#### Given problem
Copy the lines below word for word, beginning with the line containing "pixel 807 820." and continuing through the line containing "pixel 92 352", both included. Omit the pictures from your copy.

#### Image location labeling entries
-=-=-
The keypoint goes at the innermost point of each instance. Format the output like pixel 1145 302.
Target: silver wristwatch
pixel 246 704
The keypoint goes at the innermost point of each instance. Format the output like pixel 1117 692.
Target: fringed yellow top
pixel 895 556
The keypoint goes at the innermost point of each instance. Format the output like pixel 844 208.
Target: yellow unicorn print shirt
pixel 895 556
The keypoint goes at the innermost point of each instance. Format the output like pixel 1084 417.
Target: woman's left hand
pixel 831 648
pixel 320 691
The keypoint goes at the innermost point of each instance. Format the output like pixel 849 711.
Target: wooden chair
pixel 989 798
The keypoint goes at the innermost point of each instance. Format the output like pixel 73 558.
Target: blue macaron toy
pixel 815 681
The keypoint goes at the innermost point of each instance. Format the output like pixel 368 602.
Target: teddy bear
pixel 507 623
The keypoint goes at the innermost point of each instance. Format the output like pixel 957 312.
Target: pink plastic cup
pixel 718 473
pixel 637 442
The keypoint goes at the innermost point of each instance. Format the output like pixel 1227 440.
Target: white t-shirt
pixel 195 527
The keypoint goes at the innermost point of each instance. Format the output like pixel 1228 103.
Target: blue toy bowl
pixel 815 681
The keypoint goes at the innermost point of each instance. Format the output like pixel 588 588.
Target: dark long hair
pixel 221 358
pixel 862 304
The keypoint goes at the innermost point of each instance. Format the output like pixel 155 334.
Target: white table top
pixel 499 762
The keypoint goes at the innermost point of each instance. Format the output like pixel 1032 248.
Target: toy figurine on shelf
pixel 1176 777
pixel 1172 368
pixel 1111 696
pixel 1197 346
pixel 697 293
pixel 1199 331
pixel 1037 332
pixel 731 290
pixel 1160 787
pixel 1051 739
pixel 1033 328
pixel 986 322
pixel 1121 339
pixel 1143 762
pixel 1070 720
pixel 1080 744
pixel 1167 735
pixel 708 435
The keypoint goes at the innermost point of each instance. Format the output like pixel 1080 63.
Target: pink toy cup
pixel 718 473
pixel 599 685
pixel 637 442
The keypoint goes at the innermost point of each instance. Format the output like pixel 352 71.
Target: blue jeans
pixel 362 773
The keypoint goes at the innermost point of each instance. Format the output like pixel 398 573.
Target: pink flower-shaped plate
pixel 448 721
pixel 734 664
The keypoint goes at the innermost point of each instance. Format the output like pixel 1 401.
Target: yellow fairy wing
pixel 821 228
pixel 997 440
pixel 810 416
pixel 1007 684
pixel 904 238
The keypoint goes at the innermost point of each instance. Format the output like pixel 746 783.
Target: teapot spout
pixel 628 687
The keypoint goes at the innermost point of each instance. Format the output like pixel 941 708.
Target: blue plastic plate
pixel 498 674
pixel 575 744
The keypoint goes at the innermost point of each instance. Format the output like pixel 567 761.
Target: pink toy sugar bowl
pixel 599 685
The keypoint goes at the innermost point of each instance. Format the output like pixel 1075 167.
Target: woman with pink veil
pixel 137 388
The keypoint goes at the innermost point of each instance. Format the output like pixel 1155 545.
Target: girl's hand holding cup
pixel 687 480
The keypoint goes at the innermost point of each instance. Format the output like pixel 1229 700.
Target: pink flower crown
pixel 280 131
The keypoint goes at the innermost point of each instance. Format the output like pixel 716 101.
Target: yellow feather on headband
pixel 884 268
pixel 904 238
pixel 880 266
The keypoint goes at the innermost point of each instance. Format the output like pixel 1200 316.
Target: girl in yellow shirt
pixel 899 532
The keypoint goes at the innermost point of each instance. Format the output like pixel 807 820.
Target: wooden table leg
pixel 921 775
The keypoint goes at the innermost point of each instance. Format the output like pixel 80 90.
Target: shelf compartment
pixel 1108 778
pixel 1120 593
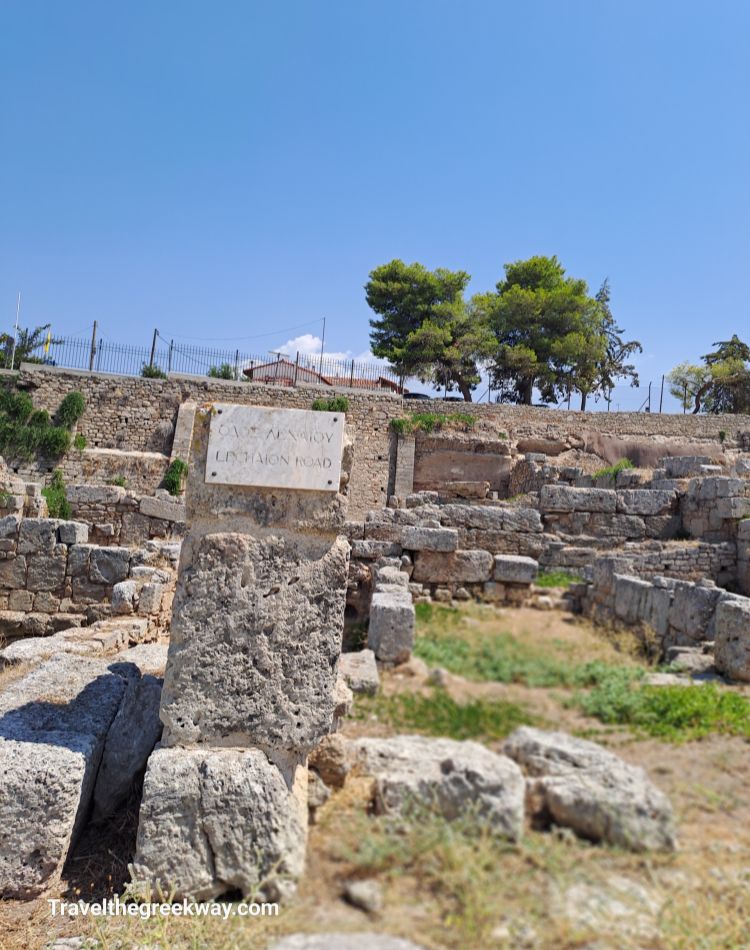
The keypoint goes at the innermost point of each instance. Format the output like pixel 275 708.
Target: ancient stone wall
pixel 139 415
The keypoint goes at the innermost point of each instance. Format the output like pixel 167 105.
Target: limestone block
pixel 150 598
pixel 53 723
pixel 691 612
pixel 167 510
pixel 732 632
pixel 219 820
pixel 390 633
pixel 453 776
pixel 589 789
pixel 510 569
pixel 388 576
pixel 108 565
pixel 13 573
pixel 641 501
pixel 256 632
pixel 360 671
pixel 134 732
pixel 46 572
pixel 73 532
pixel 9 525
pixel 124 596
pixel 459 567
pixel 371 550
pixel 429 539
pixel 37 535
pixel 563 498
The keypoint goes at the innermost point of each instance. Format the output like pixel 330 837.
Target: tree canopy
pixel 538 331
pixel 721 384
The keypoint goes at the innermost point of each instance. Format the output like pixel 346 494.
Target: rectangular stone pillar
pixel 250 684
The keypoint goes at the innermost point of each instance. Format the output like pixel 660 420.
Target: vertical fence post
pixel 153 348
pixel 92 352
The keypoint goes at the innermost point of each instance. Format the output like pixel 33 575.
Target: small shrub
pixel 175 476
pixel 673 713
pixel 556 579
pixel 70 410
pixel 438 714
pixel 611 470
pixel 335 404
pixel 152 372
pixel 57 500
pixel 54 441
pixel 432 422
pixel 225 371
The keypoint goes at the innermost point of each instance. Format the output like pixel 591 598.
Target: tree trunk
pixel 465 390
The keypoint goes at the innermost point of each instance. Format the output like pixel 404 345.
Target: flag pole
pixel 15 332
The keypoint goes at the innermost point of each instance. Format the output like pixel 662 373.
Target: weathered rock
pixel 459 567
pixel 563 498
pixel 360 671
pixel 124 597
pixel 131 739
pixel 452 776
pixel 332 759
pixel 108 565
pixel 344 941
pixel 73 532
pixel 219 820
pixel 644 502
pixel 589 789
pixel 53 724
pixel 732 644
pixel 510 569
pixel 256 633
pixel 429 539
pixel 366 894
pixel 390 632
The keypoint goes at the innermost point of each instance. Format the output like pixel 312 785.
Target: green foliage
pixel 174 476
pixel 556 579
pixel 674 713
pixel 26 432
pixel 334 404
pixel 152 372
pixel 70 410
pixel 225 371
pixel 496 657
pixel 437 714
pixel 721 384
pixel 27 341
pixel 610 471
pixel 432 421
pixel 57 500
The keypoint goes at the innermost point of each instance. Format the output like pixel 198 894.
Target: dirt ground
pixel 550 890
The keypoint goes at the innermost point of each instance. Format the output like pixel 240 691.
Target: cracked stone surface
pixel 214 821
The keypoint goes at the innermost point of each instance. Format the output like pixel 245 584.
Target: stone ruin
pixel 240 742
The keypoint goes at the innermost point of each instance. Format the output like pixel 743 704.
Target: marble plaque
pixel 275 448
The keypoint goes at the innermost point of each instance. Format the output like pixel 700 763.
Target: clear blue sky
pixel 226 169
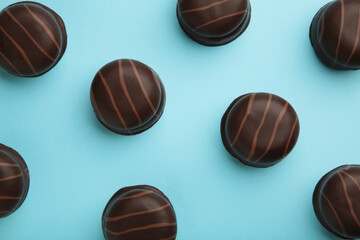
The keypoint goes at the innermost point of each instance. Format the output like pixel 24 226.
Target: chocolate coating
pixel 260 129
pixel 139 213
pixel 14 181
pixel 334 34
pixel 336 201
pixel 128 97
pixel 32 39
pixel 213 22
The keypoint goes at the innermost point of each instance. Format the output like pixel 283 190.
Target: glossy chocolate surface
pixel 139 213
pixel 260 129
pixel 213 22
pixel 14 181
pixel 128 97
pixel 335 32
pixel 32 39
pixel 336 201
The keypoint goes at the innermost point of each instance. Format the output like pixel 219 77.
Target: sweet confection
pixel 14 181
pixel 32 39
pixel 139 212
pixel 260 129
pixel 213 22
pixel 336 201
pixel 334 34
pixel 128 97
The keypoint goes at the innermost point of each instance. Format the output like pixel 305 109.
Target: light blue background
pixel 76 164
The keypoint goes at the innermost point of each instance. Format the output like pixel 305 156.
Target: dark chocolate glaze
pixel 260 129
pixel 128 97
pixel 213 22
pixel 139 213
pixel 335 32
pixel 336 201
pixel 14 181
pixel 32 39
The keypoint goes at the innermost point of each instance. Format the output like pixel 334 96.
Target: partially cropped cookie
pixel 335 32
pixel 139 212
pixel 336 201
pixel 128 96
pixel 213 22
pixel 14 181
pixel 260 129
pixel 32 39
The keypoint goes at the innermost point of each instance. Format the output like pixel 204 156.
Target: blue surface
pixel 76 164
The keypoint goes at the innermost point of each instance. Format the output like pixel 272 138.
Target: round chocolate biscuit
pixel 260 129
pixel 336 201
pixel 139 212
pixel 335 33
pixel 128 97
pixel 32 39
pixel 213 22
pixel 14 181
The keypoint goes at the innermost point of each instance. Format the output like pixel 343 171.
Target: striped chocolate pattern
pixel 336 201
pixel 335 34
pixel 128 97
pixel 139 212
pixel 14 181
pixel 213 22
pixel 32 39
pixel 260 129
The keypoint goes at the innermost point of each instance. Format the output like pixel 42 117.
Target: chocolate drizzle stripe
pixel 322 28
pixel 29 35
pixel 356 41
pixel 96 106
pixel 10 63
pixel 290 137
pixel 349 201
pixel 9 164
pixel 341 30
pixel 142 86
pixel 282 113
pixel 9 198
pixel 253 146
pixel 169 238
pixel 334 211
pixel 352 179
pixel 114 219
pixel 19 49
pixel 112 100
pixel 47 30
pixel 205 7
pixel 136 195
pixel 220 18
pixel 10 178
pixel 248 109
pixel 157 225
pixel 127 95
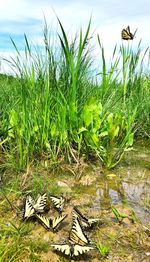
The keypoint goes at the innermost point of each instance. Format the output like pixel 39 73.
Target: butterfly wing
pixel 93 221
pixel 126 34
pixel 28 208
pixel 77 235
pixel 58 202
pixel 57 221
pixel 64 248
pixel 43 220
pixel 79 250
pixel 40 204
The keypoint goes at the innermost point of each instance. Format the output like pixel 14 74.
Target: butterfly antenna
pixel 135 32
pixel 15 209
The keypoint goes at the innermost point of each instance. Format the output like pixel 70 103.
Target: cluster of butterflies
pixel 78 243
pixel 37 208
pixel 127 35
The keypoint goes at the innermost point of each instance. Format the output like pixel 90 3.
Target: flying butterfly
pixel 72 250
pixel 49 223
pixel 85 222
pixel 58 202
pixel 77 235
pixel 31 206
pixel 127 35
-=-=-
#### Expected answer
The keypoint goes at the innermost point of each instance. Format the output like pixel 807 820.
Target: wooden table leg
pixel 921 775
The keypoint goes at the innermost point of each instance. Format the output like pixel 80 90.
Target: shelf compartment
pixel 1108 778
pixel 1120 593
The keypoint goes at the innermost point of each instance. Format the output like pixel 275 708.
Target: ancient stone wall
pixel 139 415
The keypoint goes at the innermost point of each instance. Format the output like pixel 167 105.
Target: limestone block
pixel 150 598
pixel 53 723
pixel 691 612
pixel 167 510
pixel 732 632
pixel 219 820
pixel 390 633
pixel 453 776
pixel 589 789
pixel 510 569
pixel 388 576
pixel 108 565
pixel 13 573
pixel 641 501
pixel 256 632
pixel 360 671
pixel 134 732
pixel 46 572
pixel 73 532
pixel 9 525
pixel 124 596
pixel 459 567
pixel 371 550
pixel 429 539
pixel 37 535
pixel 563 498
The keypoint goes at the innermost point of each instance. Format the output like pixel 330 837.
Target: tree canopy
pixel 538 331
pixel 721 384
The keypoint goes at the innermost point of each instance. Format the output like pixel 346 494.
Target: rectangular stone pillar
pixel 250 684
The keypoint goes at the innermost point of each instance. Format the output like pixel 660 420.
Target: vertical fence post
pixel 153 348
pixel 92 352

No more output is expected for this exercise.